• [MATERIAL PROVIDED]
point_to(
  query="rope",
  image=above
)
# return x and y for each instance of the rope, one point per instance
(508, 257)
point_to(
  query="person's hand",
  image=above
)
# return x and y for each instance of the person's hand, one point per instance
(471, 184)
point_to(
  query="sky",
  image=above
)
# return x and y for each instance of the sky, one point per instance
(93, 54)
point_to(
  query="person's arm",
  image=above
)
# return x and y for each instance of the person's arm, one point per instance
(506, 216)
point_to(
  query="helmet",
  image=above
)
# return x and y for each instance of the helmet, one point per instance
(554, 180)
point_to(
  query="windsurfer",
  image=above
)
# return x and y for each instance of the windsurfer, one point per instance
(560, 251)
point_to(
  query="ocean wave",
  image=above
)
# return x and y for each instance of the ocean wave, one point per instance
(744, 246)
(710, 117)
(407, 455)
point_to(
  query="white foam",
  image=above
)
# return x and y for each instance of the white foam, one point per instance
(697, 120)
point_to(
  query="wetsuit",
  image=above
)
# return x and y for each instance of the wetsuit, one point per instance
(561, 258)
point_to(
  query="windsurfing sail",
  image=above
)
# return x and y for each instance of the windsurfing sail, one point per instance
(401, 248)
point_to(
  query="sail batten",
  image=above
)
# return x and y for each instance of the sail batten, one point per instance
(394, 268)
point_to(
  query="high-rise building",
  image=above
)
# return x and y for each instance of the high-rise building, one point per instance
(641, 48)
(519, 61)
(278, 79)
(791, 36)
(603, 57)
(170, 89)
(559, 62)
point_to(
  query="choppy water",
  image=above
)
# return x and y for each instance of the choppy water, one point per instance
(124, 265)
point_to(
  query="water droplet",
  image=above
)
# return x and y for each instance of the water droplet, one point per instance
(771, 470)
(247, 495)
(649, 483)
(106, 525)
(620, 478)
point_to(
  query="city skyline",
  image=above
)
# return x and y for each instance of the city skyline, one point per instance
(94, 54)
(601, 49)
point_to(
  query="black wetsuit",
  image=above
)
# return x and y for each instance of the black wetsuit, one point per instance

• [YOUR OBJECTIVE] Return all of the data precisely as it appears.

• [WRITTEN ANSWER]
point_to(
  query="rope",
  image=above
)
# return x and y for each instance of the rope, one point per instance
(508, 257)
point_to(
  query="person's hand",
  image=above
)
# return x and y for each instance of the person's hand, one point per instance
(471, 184)
point_to(
  query="sky",
  image=above
)
# return x and y for each instance of the sky, one point per instance
(93, 54)
point_to(
  query="person's arm",
  image=above
)
# return x and y for each instance of the person's arm, one point per instance
(506, 216)
point_to(
  query="helmet",
  image=above
)
# return x and y for each instance of the helmet, one point per instance
(554, 180)
point_to(
  query="windsurfer",
  image=above
)
# return x and y for each instance of the windsurfer, one point per instance
(560, 251)
point_to(
  query="ocean wave",
  image=above
)
# return x and y for each instance of the ocean wave, one point per instance
(744, 246)
(710, 117)
(407, 455)
point_to(
  query="white foam",
  image=above
)
# return x and y for each instance of the white foam, one point per instance
(697, 120)
point_to(
  query="wetsuit",
  image=above
)
# return x and y for each instance of the wetsuit, one point per instance
(561, 258)
point_to(
  query="windsurfing sail",
  image=above
)
# return x and y for each instance of the windsurfing sail, one point per instance
(401, 248)
point_to(
  query="sail batten",
  image=above
)
# return x and y for each instance of the sail batten, one point per instance
(394, 268)
point_to(
  query="high-rise building",
  image=above
)
# return x and y for each instance of the high-rise building, one point per instance
(641, 48)
(519, 61)
(278, 79)
(791, 36)
(603, 57)
(170, 89)
(559, 62)
point_to(
  query="choppy water",
  image=above
)
# return x and y for each instance of the choppy water, one point per instance
(124, 265)
point_to(
  query="water droplet",
  image=above
)
# return x and y for each instance of the water droplet, one point per instance
(771, 470)
(247, 495)
(649, 483)
(106, 525)
(620, 478)
point_to(
  query="city skyline",
  image=above
)
# return x and y for each instance of the city skyline, one point per instance
(94, 54)
(601, 49)
point_to(
  query="black wetsuit",
  image=above
)
# return x and y for each instance of the black wetsuit, one point per instance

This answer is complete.